--- START TEXT EXCERPT ---
Increasing attention is currently being directed towards industrial green hydrogen use for the direct synthesis of ammonia via the classic Haber–Bosch process. In addition to serving as a valuable commodity for the market and the fertilizer industry, ammonia also plays the role of an effective hydrogen carrier because it can be liquefied, stored, and transported over long distances more easily compared to gaseous hydrogen. An outstanding example is the Puertollano Green Hydrogen Project implemented near Ciudad Real, Spain, which is currently Europe’s largest green hydrogen facility dedicated to industrial applications [52]. Developed by Iberdrola (Bilbao, Spain), the plant integrates a 100 MW photovoltaic solar installation, a 20 MWh lithium-ion battery system, and a 20 MW electrolyzer to produce green hydrogen entirely from renewable sources. The hydrogen generated is stored at 60 bar and used by the company Fertiberia (Madrid, Spain) to produce green ammonia and, subsequently, emission-free fertilizers. Puertollano serves as a perfect example of a large-scale, mature demonstration project for green hydrogen ecosystems, effectively integrating all necessary players in a complete and well-coordinated framework. The growing interest towards green ammonia production is further confirmed by the significant efforts and resources currently injected into the ambitious NEOM Green Hydrogen Project in Saudi Arabia, set to become the world’s largest green hydrogen plant at the time it will be commissioned (expected by the end of 2026) [53]. The plant will be powered entirely by solar and wind energy and will produce up to 600 tons of green hydrogen per day, which will be converted into green ammonia for shipping to industrial sites worldwide. The project has already secured a 30-year exclusive off-take agreement, ensuring stable revenues that will support continuous operation [54].
--- END TEXT EXCERPT ---
Continue the passage on green hydrogen for ammonia production from the point where it ends.
--- START DATA LINES ---
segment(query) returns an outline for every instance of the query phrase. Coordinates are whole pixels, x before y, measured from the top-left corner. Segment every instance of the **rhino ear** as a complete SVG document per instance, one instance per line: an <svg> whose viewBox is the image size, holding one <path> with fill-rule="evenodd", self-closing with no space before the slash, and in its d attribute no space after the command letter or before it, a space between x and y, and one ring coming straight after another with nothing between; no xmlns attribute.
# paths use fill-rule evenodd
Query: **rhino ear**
--- END DATA LINES ---
IN RESPONSE ->
A third promising industrial sector for green hydrogen is the steel industry. In blast furnace operations, hydrogen has proven to be an effective reducing agent for converting iron ore into iron, offering at the same time a significantly lower carbon footprint than traditional coke or coal when green hydrogen is used. Among the early efforts to investigate the feasibility of this application is the H2FUTURE project, a European initiative that successfully operated a 6 MW PEM electrolyzer at the Voestalpine steel plant in Linz, Austria, powered by renewable electricity supplied by Verbund (Vienna, Austria) [55]. Although the project focused mainly on the operation of the electrolyzer as a grid-balancing tool at different levels of reserve capacity (primary, secondary, and tertiary) by absorbing excess renewable energy from the grid, it paved the way for a deeper penetration of green hydrogen in steel manufacturing environments and prepared the terrain for future development in this field. In fact, the project ended in 2021, and the concept of fossil-free steel production was then successfully demonstrated in the HYBRIT (Hydrogen Breakthrough Ironmaking Technology) initiative in Sweden led by the companies SSAB (Stockholm, Sweden), LKAB (Luleå, Sweden), and Vattenfall (Stockholm, Sweden) [56]. The successful replacement of coke in blast furnaces by green hydrogen and the subsequent production of novel iron sponge material can be regarded as one of the most significant breakthrough innovations in the steel sector in recent years. Building on the success of the first demonstration plant, the HYBRIT consortium has planned the construction of a full-scale fossil-free steel plant in Gällivare, Sweden, for the production of 1.2 million tons of crude steel annually, which amounts to 25% of Sweden’s total steel production and a cut of 10% of Sweden’s total carbon dioxide emissions.

3.3. Mobility

Green hydrogen has been widely considered for applications in the mobility sector, particularly as a clean energy carrier in fuel cell electric vehicles, where it generates electricity onboard through electrochemical conversion.
Early green hydrogen facilities in the mobility sector have often been small-scale and self-contained systems where green hydrogen is generated on-site using solar or wind power, then stored and distributed locally through dedicated refueling facilities. Despite the difficulties for fuel cell vehicles to penetrate the automotive market, the number of such systems has been gradually increasing worldwide during the last decade (as in the UK, Germany, US, China, Japan, South Korea, etc.), consequently showcasing the technology to a wider consumer base.
Larger centralized systems dedicated to green hydrogen production for mobility have also gradually gained importance in the last decade, integrated with suitable hydrogen storage and transportation solutions. One of the most notable projects has been H2RES in Denmark, a now discontinued initiative which was led by the offshore wind energy leader Ørsted (Hørsholm, Denmark). The project aimed to explore the integration of offshore wind energy with hydrogen production, utilizing two 3.6 MW offshore wind turbines to power a 2 MW electrolyzer located near Copenhagen to produce up to approximately 1000 kg of green hydrogen per day, primarily intended for zero-emission road transport in the Greater Copenhagen area [57]. The site featured a modular storage system enabling easy transport of hydrogen to refueling stations and other locations without requiring large-scale on-site storage facilities.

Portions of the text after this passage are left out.